**Exercise objective:** Turn the records below into a two-column CSV with the header row instruction,answer. Give one row per record, with its text under instruction and its answer under answer, each in a single quoted field, and replace every line break with a space.

━━ Given data

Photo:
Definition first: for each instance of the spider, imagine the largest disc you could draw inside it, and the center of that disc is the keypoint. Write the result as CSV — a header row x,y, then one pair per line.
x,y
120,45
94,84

━━━━

**Final result:**
instruction,answer
"Photo: Definition first: for each instance of the spider, imagine the largest disc you could draw inside it, and the center of that disc is the keypoint. Write the result as CSV — a header row x,y, then one pair per line.","x,y 120,45 94,84"